##### INPUT DATA #####

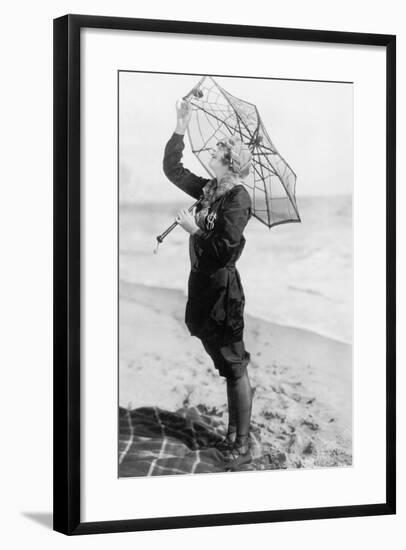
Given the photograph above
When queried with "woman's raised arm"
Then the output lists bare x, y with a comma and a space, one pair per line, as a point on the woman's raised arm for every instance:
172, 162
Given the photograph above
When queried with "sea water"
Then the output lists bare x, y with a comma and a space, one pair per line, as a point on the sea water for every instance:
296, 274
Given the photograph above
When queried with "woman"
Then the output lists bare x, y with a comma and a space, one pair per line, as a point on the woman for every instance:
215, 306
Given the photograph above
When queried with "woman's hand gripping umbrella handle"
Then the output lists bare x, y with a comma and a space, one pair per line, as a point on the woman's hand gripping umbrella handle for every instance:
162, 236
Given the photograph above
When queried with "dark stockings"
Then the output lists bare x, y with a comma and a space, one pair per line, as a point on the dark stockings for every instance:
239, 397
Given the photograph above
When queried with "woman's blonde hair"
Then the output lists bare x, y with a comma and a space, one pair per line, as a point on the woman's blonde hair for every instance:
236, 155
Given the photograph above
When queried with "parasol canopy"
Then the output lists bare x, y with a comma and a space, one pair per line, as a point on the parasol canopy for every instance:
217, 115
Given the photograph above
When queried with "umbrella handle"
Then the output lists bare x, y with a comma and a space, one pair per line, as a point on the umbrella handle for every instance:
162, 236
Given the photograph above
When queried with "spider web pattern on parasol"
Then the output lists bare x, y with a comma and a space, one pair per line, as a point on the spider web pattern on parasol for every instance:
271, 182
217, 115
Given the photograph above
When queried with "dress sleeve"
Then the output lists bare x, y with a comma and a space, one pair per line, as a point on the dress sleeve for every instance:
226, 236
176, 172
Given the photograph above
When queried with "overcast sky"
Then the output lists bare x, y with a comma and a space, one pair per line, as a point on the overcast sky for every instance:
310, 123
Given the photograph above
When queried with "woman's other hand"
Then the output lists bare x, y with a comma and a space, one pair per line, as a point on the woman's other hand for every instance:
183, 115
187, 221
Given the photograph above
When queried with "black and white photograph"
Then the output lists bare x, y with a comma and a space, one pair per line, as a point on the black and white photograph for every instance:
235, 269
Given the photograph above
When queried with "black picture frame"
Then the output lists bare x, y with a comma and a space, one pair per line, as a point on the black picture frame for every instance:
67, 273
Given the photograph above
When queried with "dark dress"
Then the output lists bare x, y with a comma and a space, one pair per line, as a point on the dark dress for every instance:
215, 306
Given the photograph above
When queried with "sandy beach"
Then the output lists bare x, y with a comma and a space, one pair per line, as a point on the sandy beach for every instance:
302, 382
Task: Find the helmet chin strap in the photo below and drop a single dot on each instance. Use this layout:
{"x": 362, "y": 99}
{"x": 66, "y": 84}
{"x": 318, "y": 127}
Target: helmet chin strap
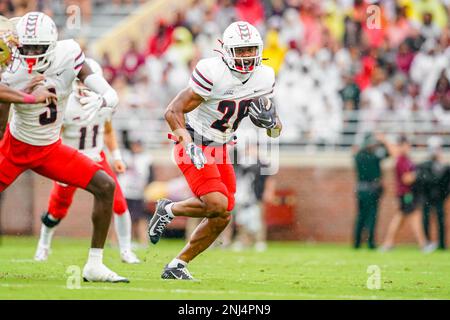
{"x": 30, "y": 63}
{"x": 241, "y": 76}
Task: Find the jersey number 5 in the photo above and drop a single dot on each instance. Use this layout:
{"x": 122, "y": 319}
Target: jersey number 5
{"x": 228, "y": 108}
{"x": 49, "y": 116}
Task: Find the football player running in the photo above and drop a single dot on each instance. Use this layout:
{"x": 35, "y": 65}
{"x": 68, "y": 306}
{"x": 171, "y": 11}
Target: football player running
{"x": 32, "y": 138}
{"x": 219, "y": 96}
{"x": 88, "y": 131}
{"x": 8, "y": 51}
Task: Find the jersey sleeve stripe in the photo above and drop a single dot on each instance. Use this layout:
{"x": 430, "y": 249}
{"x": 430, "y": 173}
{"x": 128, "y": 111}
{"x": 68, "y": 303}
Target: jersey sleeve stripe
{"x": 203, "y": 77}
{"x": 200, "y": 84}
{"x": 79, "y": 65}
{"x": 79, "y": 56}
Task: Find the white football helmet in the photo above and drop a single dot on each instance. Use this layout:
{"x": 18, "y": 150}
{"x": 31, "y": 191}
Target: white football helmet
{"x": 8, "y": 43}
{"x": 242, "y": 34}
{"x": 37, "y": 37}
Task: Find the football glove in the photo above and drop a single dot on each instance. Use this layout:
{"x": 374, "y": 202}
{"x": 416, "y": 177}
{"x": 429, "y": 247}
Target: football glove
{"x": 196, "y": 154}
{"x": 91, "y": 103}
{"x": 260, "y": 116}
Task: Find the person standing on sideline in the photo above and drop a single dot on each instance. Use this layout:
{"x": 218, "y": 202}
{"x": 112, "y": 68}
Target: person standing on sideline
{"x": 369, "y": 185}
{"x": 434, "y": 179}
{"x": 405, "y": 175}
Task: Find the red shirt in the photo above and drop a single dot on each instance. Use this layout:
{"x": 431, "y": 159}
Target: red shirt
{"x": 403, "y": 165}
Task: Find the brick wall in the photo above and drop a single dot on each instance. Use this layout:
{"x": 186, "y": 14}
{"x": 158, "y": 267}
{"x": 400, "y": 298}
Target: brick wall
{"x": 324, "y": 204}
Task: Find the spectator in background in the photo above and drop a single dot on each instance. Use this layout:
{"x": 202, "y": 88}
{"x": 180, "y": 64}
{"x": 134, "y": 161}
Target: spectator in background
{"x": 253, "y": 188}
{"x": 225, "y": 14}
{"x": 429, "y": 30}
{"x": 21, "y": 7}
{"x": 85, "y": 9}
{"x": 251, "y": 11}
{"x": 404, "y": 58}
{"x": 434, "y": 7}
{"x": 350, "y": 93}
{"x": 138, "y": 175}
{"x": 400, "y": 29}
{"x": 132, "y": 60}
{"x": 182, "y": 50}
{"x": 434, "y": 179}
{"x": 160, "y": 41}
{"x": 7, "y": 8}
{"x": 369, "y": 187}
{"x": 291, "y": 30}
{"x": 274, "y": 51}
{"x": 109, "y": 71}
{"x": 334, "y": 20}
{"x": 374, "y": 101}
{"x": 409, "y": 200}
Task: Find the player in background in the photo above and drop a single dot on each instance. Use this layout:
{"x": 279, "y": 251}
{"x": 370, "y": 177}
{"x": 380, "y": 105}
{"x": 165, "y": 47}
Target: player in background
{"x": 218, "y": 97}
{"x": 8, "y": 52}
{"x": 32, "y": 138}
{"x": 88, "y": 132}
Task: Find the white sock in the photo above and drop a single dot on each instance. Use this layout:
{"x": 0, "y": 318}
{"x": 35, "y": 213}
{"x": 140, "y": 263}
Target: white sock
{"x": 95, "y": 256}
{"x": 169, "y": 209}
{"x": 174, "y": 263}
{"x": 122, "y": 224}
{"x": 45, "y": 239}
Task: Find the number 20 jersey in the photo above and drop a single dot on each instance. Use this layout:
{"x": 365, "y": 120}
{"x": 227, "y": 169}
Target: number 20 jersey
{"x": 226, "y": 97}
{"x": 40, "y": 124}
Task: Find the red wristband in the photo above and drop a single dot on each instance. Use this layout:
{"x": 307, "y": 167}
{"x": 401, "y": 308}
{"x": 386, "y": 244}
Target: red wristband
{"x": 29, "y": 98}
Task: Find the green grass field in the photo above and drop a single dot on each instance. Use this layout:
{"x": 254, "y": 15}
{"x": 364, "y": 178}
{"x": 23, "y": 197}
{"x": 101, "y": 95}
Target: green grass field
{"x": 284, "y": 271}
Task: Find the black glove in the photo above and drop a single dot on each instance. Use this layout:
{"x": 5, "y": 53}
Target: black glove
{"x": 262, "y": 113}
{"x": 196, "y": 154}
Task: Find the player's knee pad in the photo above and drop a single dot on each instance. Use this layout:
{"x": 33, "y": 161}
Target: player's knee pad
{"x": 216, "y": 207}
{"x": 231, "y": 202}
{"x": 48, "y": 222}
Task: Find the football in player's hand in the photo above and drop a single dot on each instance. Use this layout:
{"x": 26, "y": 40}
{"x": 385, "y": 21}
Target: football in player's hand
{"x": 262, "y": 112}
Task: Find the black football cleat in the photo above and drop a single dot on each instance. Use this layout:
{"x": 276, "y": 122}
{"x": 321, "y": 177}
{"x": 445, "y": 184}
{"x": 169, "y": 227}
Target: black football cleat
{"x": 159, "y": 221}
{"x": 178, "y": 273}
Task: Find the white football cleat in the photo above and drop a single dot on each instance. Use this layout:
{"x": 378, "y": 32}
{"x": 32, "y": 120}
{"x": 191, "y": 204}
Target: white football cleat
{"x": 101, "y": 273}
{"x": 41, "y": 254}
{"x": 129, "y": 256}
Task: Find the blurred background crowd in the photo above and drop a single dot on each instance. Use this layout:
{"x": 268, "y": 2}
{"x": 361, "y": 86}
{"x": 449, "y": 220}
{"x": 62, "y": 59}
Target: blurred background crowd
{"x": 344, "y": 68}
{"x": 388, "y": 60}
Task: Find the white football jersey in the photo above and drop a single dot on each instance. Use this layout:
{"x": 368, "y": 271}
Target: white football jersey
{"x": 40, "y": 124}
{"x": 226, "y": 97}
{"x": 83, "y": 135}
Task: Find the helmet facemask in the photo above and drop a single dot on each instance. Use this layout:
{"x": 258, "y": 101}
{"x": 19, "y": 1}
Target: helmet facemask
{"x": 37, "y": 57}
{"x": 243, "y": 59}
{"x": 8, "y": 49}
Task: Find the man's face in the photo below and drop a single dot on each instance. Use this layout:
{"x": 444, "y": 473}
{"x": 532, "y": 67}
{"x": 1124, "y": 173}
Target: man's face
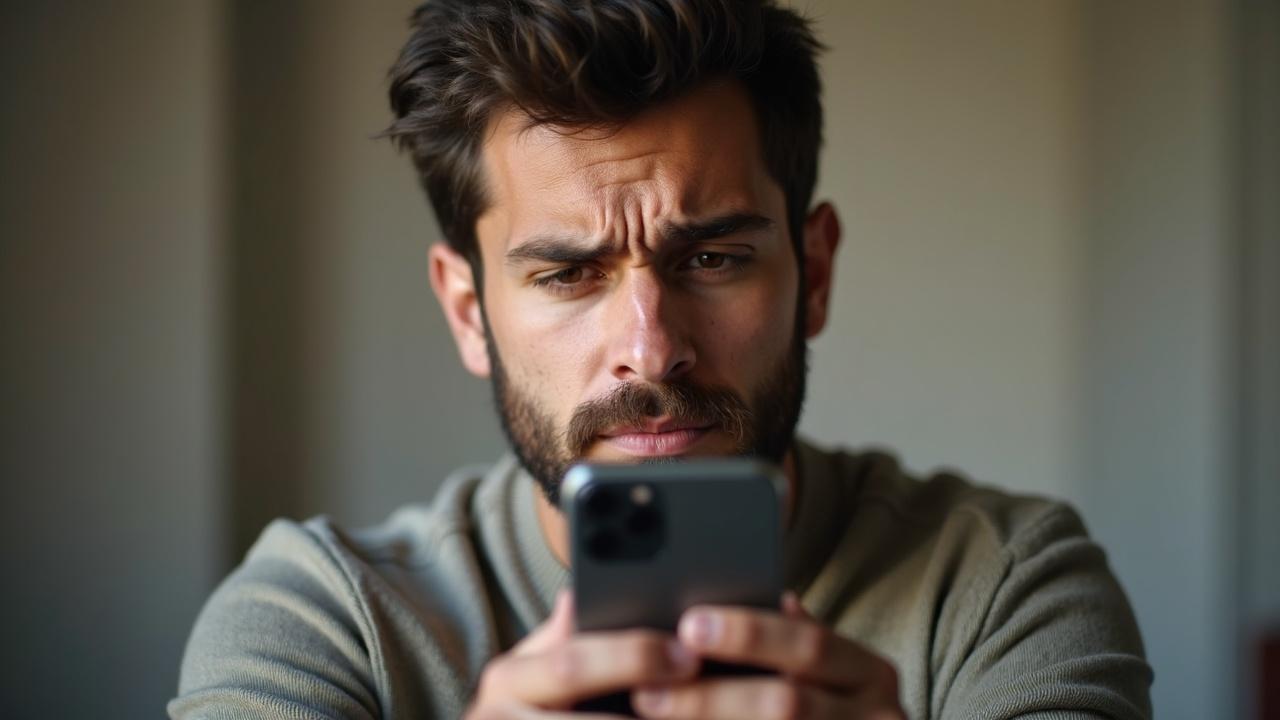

#####

▸ **WHAT YOU NEED TO DO**:
Go through the data above and find the lines with the word "below". Copy each of those lines.

▸ **RESPONSE TO THE EXERCISE**:
Task: Find the helmet chin strap in the photo below and drop a single dot on each instance. Use this layout:
Task: Find the man's face in the photo below and drop a single dot on each instance. Use this layout:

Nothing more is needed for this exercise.